** TEXT PROVIDED **
::::
Four-helix Bundles
Four-helix bundles typically consist of four helices packed in a coiled-coil arrangement with a sterically close-packed hydrophobic core in the center. Pairs of adjacent helices are often additionally stabilized by salt bridges between charged amino acids. The helix axes typically are oriented about 20 degrees from their neighboring helices, a much shallower incline than in the larger helical structure of the globin fold.
::::
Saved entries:
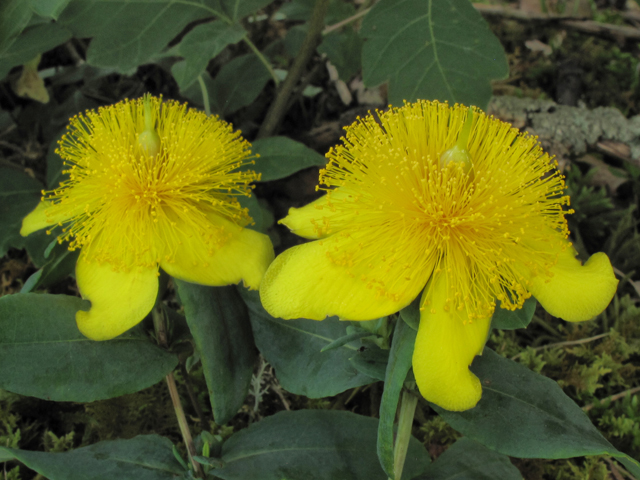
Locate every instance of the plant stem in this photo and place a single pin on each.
(182, 422)
(346, 21)
(263, 59)
(161, 336)
(279, 106)
(405, 422)
(205, 96)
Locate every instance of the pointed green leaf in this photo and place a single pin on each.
(469, 459)
(19, 195)
(145, 457)
(411, 314)
(44, 355)
(311, 444)
(238, 9)
(344, 51)
(371, 361)
(128, 33)
(14, 17)
(31, 42)
(293, 348)
(524, 414)
(61, 263)
(281, 157)
(428, 49)
(49, 8)
(219, 323)
(238, 83)
(202, 44)
(513, 319)
(404, 337)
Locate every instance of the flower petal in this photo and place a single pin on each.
(576, 292)
(119, 300)
(444, 349)
(38, 219)
(313, 220)
(307, 282)
(245, 256)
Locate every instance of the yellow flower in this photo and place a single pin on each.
(151, 184)
(413, 201)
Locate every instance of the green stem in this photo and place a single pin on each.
(279, 106)
(263, 59)
(405, 423)
(161, 336)
(205, 96)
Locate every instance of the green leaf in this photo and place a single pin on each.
(219, 323)
(311, 444)
(194, 92)
(14, 17)
(128, 33)
(200, 45)
(411, 313)
(350, 337)
(371, 361)
(238, 9)
(344, 51)
(513, 319)
(428, 49)
(49, 8)
(469, 459)
(31, 42)
(404, 337)
(293, 347)
(281, 157)
(42, 353)
(238, 83)
(524, 414)
(145, 457)
(19, 195)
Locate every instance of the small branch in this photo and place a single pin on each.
(192, 395)
(278, 108)
(263, 59)
(346, 21)
(565, 344)
(184, 426)
(613, 398)
(161, 337)
(505, 12)
(405, 423)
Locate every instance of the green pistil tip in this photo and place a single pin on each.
(459, 152)
(149, 140)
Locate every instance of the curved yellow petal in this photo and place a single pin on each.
(314, 219)
(244, 255)
(576, 292)
(445, 347)
(314, 281)
(38, 219)
(119, 300)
::::
** TO DO **
(A) List each structural feature that the text on four-helix bundles attributes to these bundles.
(B) Carry on the text about four-helix bundles from its final sentence.

** YOUR WRITTEN ANSWERS **
(A)
- Four helices packed in a coiled-coil arrangement
- A sterically close-packed hydrophobic core in the center
- Salt bridges between charged amino acids that stabilize pairs of adjacent helices
- Helix axes oriented about 20 degrees from their neighboring helices

(B)
The specific topology of the helices is dependent on the protein - helices that are adjacent in sequence are often antiparallel, although it is also possible to arrange antiparallel links between two pairs of parallel helices. Because dimeric coiled-coils are themselves relatively stable, four-helix bundles can be dimers of coiled-coil pairs, as in the Rop protein. Four-helix bundle can have thermal stability more than 100℃. Other examples of four-helix bundles include cytochrome, ferritin, human growth hormone, cytokine, and Lac repressor C-terminal. The four-helix bundle fold has proven an attractive target for de novo protein design, with numerous de novo four-helix bundle proteins having been successfully designed by rational and by combinatorial methods. Although sequence is not conserved among four-helix bundles, sequence patterns tend to mirror those of coiled-coil structures in which every fourth and seventh residue is hydrophobic.